**TASK BRIEF**: Output each line of the material exactly as it stands.
━━ STORED DATA
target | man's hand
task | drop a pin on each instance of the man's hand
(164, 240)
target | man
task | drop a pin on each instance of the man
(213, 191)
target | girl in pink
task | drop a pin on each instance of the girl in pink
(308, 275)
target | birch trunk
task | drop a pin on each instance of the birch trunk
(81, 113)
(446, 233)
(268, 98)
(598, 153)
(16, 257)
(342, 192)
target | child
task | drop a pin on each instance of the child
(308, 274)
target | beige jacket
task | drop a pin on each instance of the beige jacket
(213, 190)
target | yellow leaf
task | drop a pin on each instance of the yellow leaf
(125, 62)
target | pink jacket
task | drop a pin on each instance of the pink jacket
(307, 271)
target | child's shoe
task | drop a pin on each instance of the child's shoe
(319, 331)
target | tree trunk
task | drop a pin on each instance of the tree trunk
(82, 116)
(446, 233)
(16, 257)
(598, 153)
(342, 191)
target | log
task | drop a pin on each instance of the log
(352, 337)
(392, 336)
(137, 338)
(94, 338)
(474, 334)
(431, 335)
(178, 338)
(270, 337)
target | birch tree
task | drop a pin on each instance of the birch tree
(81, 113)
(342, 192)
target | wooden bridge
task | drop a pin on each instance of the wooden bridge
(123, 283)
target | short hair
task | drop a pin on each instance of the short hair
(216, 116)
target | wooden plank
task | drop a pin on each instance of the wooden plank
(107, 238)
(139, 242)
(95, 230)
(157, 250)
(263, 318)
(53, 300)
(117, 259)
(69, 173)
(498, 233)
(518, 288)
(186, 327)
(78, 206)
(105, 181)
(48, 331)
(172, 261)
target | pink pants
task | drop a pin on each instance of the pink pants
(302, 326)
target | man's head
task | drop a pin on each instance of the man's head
━━━━
**WRITTEN RESPONSE**:
target | man's hand
task | drop a pin on each instance of the man's hand
(164, 240)
target | man
task | drop a pin on each instance of the man
(213, 191)
target | girl in pink
task | drop a pin on each instance of the girl in pink
(308, 275)
target | birch trunk
task | drop a pin on each instance of the birch trunk
(81, 113)
(446, 233)
(268, 98)
(598, 153)
(16, 257)
(342, 192)
target | child
task | drop a pin on each instance of the child
(308, 274)
target | beige jacket
task | drop a pin on each instance of the beige jacket
(213, 190)
target | yellow leaf
task | drop a pin on each instance of the yellow leaf
(125, 62)
target | pink jacket
task | drop a pin on each instance of the pink jacket
(307, 271)
target | child's shoe
task | drop a pin on each instance of the child's shoe
(319, 331)
target | tree trunk
task | drop a pin on each instance of the tree trunk
(82, 116)
(446, 233)
(16, 257)
(598, 153)
(342, 191)
target | log
task | drop a pin on each instance of the log
(352, 337)
(392, 336)
(137, 338)
(94, 338)
(474, 334)
(431, 335)
(178, 338)
(270, 337)
target | birch tree
task | drop a pin on each instance of the birch tree
(81, 113)
(342, 192)
target | wooden bridge
task | drop a pin on each instance of the wooden bridge
(123, 283)
target | short hair
task | drop a pin on each instance of the short hair
(216, 116)
target | wooden plank
task | drop a pin on each instance of the wooden plank
(107, 238)
(139, 242)
(95, 230)
(157, 250)
(263, 318)
(53, 300)
(117, 259)
(69, 173)
(498, 233)
(518, 288)
(186, 327)
(78, 206)
(105, 181)
(48, 331)
(172, 261)
target | pink pants
task | drop a pin on each instance of the pink pants
(302, 326)
target | man's head
task | drop a pin on each instance of the man's head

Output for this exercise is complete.